# Start of PROVIDED ENTRIES

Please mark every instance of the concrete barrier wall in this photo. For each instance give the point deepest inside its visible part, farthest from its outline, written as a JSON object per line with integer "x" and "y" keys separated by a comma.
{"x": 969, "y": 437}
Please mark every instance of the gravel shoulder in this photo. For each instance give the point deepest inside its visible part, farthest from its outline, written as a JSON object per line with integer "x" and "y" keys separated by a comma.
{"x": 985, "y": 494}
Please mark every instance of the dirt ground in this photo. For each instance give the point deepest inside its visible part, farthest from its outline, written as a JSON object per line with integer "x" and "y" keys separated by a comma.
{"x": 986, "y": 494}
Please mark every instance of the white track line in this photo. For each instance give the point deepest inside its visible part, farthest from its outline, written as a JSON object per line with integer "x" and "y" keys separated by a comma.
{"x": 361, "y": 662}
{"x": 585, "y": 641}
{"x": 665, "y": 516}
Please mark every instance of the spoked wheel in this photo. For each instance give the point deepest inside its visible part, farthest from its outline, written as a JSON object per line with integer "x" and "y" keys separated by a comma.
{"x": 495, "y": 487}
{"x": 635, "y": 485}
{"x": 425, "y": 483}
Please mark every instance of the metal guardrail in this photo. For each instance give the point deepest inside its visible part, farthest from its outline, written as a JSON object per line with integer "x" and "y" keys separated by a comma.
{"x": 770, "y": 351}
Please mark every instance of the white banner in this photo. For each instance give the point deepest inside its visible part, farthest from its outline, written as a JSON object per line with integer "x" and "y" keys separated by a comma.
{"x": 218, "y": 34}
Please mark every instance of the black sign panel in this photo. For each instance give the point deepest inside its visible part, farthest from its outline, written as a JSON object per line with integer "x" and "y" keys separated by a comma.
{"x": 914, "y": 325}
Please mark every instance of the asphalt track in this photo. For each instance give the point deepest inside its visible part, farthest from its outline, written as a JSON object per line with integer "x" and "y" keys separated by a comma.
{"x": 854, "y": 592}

# End of PROVIDED ENTRIES

**GOAL**: Rewrite the part of the records from the line containing "Please mark every instance of the white banner" through the end of the records, keeping every request line, and shift each x and y coordinate in the answers up by 98.

**ANSWER TO THE PROBLEM**:
Please mark every instance of the white banner in this photo. For each instance give the point deepest inside its visible part, farthest from its outline, written as a JSON object per line with integer "x" and "y" keys separated by a comma.
{"x": 316, "y": 132}
Please mark every instance of the black sign panel in this photo. For each instance give the point deepest inside its visible part, farthest from its outline, written as a JSON object per line with integer "x" and "y" keys separated by a comma.
{"x": 1012, "y": 423}
Please mark every instance of the asphalt track in this photo. For each instance give the point deepest inside its visible part, farthest from its outline, written as a JSON object per line with integer "x" and "y" keys separated by a comma.
{"x": 952, "y": 690}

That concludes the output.